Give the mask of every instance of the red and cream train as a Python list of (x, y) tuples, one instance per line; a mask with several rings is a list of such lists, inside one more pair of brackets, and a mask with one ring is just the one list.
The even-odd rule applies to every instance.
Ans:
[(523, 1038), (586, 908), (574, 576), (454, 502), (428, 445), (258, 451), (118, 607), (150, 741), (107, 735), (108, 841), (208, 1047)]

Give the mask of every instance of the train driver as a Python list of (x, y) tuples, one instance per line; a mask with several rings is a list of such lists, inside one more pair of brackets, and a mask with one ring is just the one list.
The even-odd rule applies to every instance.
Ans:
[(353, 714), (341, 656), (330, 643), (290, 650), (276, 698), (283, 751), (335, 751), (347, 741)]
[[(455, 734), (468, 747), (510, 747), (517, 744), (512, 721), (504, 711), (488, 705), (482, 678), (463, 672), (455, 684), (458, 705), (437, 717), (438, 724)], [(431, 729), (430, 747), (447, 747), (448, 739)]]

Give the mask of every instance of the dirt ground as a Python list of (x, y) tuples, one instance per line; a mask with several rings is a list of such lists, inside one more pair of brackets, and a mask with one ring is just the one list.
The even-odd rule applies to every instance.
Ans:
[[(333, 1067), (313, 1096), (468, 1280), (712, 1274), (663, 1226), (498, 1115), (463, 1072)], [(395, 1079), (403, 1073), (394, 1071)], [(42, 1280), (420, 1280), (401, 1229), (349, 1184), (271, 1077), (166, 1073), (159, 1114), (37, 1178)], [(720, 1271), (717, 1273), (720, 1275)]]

○ ○ ○ ○ ○

--- EXERCISE OBJECTIVE ---
From the listing, reproduce every line where the word "with" is present.

--- RESPONSE ---
Give the mask of every instance of the red and cream train as a Python list of (x, y) tuples, one instance per line; a mask with several rings is a list of such lists, inside one more pair of brackets, and a mask with one ring is just the one list.
Give the mask of every instance of the train driver as a Python list of (x, y) tuples, one instance per line; a mask with several rings is a list of such lists, inside one more pair of brackets, and a mask with one ring is just the one list.
Give the mask of every instance of the dirt ground as a Python list of (x, y) tuples, one instance per line; a mask with several rings is a list of such lists, inside one more pair of brackets, and a mask with one ring is just the one list.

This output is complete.